• _Obiettivi_
**1.** Le affermazioni seguenti concordano con il testo sul monachesimo? Rispondi sì o no a ciascuna e cita esattamente le parole del testo che lo stabiliscono. (a) Il termine deriva dal greco. (b) Il monachesimo è un fenomeno esclusivo del cristianesimo. (c) L'istituzione della vita eremitica e monastica risale al III-IV secolo.
**2.** Quali righe dei record contengono la stringa "dark"? Riportale tutte.

• _Estratto della pagina_
'''

DEFINIZIONE:
|
Termine derivato dal greco monacoz, colui che vive da solo, proprio
del cristianesimo, che indica una forma di vita ascetica e religiosa solitaria,
estendendosi fino a comprendere quella comunitaria, nella quale la prima si è
spesso evoluta; ma con altri nomi. Il M. è fenomeno anche di altre religioni a
carattere salvifico, anteriori e posteriori al cristianesimo. In generale la
nascita e l’essenza del M. risiedono in una ricerca di santità e perfezione
individuali, mediante pratiche ascetiche, di cui la fondamentale e
caratterizzante è l’isolamento da un ambiente, culturale, storico o religioso,
giudicato come ostacolo, più o meno radicale, al processo di purificazione. Y
(M. cristiano): come forma perfetta dell’ideale evangelico, l’ascesi (povertà,
digiuno, astinenza e soprattutto verginità) fu praticata fin dalle origini da
quanti aspiravano a quell’ideale, ma l’istituzione della vita eremitica e
monastica risale al III-IV secolo, quando si sentì come imprescindibile la
volontà di mantenere vivo, in una Chiesa ormai necessariamente implicata con la
cultura secolare, il fondamentale distacco dal mondo proprio del cristianesimo.

'''

• _Record forniti_
'''

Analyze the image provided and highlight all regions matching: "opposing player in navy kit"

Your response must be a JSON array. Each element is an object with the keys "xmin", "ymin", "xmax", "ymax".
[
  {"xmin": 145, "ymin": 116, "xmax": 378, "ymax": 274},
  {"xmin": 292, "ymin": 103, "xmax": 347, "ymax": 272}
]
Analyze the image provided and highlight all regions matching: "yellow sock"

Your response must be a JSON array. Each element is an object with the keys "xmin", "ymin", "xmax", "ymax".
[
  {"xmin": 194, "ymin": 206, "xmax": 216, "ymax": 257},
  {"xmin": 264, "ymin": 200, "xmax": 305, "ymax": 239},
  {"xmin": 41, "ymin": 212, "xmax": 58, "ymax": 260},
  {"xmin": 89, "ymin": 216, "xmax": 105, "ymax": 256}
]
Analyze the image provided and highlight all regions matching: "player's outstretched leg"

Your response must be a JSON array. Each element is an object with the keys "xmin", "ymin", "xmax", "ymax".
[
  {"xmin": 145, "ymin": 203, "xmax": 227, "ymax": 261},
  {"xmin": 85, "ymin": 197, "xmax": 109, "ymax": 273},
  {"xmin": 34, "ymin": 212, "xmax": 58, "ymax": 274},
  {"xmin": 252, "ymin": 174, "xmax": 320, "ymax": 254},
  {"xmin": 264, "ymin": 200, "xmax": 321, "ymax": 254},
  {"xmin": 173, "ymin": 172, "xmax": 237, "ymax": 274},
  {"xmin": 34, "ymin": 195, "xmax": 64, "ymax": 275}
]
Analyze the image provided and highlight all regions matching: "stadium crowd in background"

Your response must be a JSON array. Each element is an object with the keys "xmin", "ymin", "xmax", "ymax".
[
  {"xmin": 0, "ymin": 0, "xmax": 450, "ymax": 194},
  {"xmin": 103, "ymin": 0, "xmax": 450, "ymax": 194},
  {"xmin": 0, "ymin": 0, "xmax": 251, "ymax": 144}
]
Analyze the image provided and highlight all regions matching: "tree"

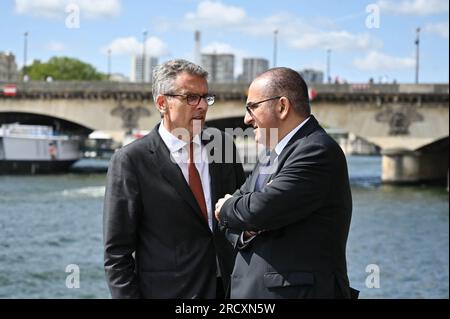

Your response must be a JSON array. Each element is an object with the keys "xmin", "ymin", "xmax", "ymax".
[{"xmin": 27, "ymin": 57, "xmax": 107, "ymax": 81}]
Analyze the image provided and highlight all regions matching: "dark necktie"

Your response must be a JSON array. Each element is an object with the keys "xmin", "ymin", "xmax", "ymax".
[
  {"xmin": 188, "ymin": 142, "xmax": 208, "ymax": 222},
  {"xmin": 255, "ymin": 150, "xmax": 278, "ymax": 192}
]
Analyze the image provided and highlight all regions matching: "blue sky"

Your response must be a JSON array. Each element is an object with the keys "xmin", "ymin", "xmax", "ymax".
[{"xmin": 0, "ymin": 0, "xmax": 449, "ymax": 83}]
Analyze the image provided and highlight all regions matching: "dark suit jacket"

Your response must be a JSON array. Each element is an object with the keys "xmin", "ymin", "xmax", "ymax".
[
  {"xmin": 220, "ymin": 116, "xmax": 352, "ymax": 298},
  {"xmin": 103, "ymin": 125, "xmax": 244, "ymax": 298}
]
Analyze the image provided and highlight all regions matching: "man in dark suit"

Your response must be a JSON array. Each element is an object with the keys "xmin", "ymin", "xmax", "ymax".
[
  {"xmin": 103, "ymin": 60, "xmax": 244, "ymax": 298},
  {"xmin": 215, "ymin": 68, "xmax": 352, "ymax": 298}
]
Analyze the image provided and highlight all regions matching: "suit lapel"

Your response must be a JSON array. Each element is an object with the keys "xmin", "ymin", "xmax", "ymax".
[
  {"xmin": 202, "ymin": 129, "xmax": 223, "ymax": 229},
  {"xmin": 149, "ymin": 125, "xmax": 209, "ymax": 230}
]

'''

• _Risposte per compito_
**1.**
(a) Sì: «Termine derivato dal greco»
(b) No: «Il M. è fenomeno anche di altre religioni a carattere salvifico»
(c) Sì: «l’istituzione della vita eremitica e monastica risale al III-IV secolo»

**2.**
Analyze the image provided and highlight all regions matching: "dark necktie"
Analyze the image provided and highlight all regions matching: "dark suit jacket"
Analyze the image provided and highlight all regions matching: "man in dark suit"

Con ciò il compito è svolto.